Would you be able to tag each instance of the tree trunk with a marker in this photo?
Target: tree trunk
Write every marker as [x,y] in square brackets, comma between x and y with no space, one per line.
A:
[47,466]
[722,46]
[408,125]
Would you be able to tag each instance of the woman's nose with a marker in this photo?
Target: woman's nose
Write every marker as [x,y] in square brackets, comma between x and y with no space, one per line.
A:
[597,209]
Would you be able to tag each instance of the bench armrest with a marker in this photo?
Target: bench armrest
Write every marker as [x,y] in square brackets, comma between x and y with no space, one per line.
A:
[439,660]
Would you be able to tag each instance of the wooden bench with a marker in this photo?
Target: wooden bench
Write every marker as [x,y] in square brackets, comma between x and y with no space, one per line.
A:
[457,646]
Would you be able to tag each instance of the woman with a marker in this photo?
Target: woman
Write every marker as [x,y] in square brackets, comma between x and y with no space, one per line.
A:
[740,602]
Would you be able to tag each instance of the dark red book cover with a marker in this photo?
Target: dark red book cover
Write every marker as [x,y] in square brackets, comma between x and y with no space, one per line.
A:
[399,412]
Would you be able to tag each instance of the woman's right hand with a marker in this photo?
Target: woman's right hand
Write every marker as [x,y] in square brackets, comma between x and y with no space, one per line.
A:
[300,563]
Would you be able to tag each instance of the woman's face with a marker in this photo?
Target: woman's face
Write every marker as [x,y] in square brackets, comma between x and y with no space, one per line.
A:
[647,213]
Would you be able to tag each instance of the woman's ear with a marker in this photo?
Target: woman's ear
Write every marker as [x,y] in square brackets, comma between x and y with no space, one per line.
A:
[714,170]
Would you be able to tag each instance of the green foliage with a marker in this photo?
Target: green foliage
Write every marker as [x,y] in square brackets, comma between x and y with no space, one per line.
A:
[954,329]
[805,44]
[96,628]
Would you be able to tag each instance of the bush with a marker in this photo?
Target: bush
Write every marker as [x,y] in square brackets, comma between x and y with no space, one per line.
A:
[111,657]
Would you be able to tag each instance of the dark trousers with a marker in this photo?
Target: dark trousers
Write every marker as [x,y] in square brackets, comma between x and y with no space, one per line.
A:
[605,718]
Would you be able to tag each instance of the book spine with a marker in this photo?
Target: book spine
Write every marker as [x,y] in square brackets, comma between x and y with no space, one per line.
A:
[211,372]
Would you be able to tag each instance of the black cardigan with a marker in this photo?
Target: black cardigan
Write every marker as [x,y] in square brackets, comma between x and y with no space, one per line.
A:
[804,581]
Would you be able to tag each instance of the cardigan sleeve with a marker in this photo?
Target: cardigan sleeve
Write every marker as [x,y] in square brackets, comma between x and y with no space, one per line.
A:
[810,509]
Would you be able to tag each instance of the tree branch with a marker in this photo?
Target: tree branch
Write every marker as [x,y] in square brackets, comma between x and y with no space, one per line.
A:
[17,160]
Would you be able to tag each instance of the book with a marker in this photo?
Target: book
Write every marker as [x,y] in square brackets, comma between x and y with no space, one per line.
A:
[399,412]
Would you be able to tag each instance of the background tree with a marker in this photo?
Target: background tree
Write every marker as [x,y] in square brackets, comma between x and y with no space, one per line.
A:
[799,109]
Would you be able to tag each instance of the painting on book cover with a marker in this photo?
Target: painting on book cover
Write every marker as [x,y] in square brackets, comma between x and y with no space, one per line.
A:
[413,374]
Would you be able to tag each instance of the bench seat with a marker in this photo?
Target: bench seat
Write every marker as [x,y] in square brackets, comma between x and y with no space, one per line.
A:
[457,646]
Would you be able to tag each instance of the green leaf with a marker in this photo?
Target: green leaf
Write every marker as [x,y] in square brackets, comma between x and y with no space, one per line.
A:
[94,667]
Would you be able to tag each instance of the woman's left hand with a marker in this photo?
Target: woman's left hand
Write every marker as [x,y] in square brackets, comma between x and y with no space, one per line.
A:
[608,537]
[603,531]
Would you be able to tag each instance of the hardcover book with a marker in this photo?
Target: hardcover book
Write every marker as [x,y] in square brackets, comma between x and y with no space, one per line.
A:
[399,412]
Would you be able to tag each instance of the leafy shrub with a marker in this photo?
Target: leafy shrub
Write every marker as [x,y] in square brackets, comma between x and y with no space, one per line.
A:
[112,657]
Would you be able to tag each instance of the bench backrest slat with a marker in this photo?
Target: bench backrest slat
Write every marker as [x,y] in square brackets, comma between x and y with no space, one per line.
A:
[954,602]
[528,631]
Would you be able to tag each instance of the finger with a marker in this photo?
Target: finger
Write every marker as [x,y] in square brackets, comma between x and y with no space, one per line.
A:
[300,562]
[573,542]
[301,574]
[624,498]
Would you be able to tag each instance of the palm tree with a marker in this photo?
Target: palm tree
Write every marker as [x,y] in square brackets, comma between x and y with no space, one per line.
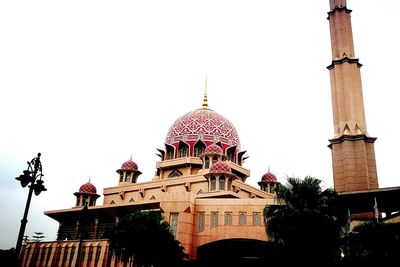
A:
[145,238]
[307,224]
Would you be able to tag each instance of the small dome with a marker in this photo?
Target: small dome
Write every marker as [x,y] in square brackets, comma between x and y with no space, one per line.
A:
[129,165]
[220,167]
[269,178]
[213,149]
[88,188]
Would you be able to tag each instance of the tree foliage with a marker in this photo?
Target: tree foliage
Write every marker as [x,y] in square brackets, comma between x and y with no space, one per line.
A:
[146,238]
[307,225]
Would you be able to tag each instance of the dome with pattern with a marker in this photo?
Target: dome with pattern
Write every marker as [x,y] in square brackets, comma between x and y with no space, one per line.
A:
[203,124]
[220,167]
[88,188]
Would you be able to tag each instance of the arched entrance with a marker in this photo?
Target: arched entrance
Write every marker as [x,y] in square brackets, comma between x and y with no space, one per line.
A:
[233,253]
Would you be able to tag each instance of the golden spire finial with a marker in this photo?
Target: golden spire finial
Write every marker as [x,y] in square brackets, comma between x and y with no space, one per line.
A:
[205,104]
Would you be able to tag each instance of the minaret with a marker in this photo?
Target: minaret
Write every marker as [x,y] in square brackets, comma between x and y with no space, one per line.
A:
[353,156]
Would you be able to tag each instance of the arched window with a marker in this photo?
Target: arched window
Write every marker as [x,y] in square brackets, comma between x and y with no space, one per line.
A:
[128,177]
[213,183]
[222,183]
[175,173]
[206,163]
[199,148]
[229,184]
[170,151]
[215,159]
[183,150]
[229,155]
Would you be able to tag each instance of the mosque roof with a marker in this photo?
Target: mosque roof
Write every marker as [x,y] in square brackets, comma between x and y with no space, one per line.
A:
[129,165]
[88,188]
[220,167]
[203,124]
[269,177]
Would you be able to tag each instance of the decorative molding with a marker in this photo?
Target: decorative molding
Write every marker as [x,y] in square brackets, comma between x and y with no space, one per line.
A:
[344,59]
[346,137]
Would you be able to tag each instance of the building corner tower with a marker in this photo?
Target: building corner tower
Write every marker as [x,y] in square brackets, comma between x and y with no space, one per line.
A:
[353,156]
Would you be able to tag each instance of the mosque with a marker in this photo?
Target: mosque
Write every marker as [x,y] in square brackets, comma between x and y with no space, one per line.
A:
[200,183]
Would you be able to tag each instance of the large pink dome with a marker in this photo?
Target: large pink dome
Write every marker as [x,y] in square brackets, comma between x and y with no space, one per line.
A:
[203,124]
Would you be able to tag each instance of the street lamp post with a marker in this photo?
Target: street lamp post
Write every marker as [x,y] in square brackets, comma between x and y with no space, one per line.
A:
[29,176]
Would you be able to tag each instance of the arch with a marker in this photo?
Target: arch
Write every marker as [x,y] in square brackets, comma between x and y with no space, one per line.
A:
[170,152]
[231,153]
[221,185]
[183,150]
[199,148]
[206,162]
[213,183]
[215,159]
[234,252]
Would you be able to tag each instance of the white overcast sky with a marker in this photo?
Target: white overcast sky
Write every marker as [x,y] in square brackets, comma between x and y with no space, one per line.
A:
[88,83]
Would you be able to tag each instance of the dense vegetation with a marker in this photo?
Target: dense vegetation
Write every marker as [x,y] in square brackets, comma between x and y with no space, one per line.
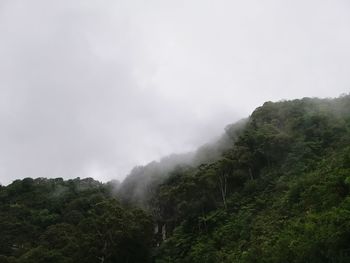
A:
[274,188]
[51,220]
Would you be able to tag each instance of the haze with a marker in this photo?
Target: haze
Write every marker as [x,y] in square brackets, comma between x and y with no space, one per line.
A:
[92,88]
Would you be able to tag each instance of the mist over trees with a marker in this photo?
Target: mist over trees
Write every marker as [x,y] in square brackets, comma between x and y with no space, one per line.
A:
[273,188]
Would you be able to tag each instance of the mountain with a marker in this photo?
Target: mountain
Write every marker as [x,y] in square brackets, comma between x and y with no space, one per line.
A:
[273,188]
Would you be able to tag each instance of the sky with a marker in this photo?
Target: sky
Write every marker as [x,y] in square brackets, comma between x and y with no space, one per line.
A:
[93,88]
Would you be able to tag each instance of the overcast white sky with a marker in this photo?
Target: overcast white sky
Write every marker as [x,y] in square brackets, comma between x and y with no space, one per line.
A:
[92,88]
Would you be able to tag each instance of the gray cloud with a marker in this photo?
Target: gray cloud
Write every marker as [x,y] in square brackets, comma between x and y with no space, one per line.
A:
[92,88]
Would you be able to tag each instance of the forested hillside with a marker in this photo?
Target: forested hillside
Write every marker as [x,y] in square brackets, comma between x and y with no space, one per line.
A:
[51,220]
[274,188]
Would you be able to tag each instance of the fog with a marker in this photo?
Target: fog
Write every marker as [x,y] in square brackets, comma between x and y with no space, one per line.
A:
[93,88]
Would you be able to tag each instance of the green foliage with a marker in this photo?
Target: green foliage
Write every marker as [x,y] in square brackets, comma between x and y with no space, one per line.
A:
[71,221]
[286,192]
[275,188]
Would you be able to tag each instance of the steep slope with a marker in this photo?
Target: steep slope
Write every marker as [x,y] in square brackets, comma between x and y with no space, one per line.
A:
[279,193]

—————

# Exercise directions:
Which lines run from the one containing "Would you be able to tag each instance of the mountain" to the end of the entries above? Quote exactly those, and only those.

# Answer:
Would you be able to tag each instance of the mountain with a marker in this photo?
Target: mountain
Write every marker as [x,y] in square brackets, comma between x and y with no space, one per line.
A:
[273,188]
Would you be able to tag each instance of the sky with a marker in this photo?
Target: sky
Write every marker as [x,y] in square brackets, comma between x and y with no space, one per line.
A:
[93,88]
Would you be able to tag each instance of the overcast white sky with a marker in this photo?
Target: overcast white sky
Write every marker as [x,y] in square brackets, comma between x and y with no space, one per line.
A:
[92,88]
Would you be able to tag each instance of the gray cloud with a marker in this photo?
Target: gray cloud
Write every marker as [x,y] in square brackets, comma between x and y with no space, one per line.
A:
[92,88]
Would you be able to tag each instance of the forested hillside with a marker in this photo?
Target: forested hillside
Write every marker as [x,y] in square brackets, comma between x and y with no space, one per line.
A:
[51,220]
[274,188]
Would you be able to tag each instance of the fog with a marker in this photo?
Target: fog
Write every marker as [x,y] in square brackets, comma between x and y with no space, one per line.
A:
[93,88]
Would you be able to tag each instance of the green foliage with a marker in this photo?
Target: green foliage
Write every marker as [x,y] in square brackets, comma between x and y with no space, one per line.
A:
[71,221]
[286,192]
[275,188]
Would you be able to tag each instance of the steep slope with a marker in this photo?
Target: steep slope
Write every marker as [x,y] in square brackets, comma between x and y with no space, one per line.
A:
[279,193]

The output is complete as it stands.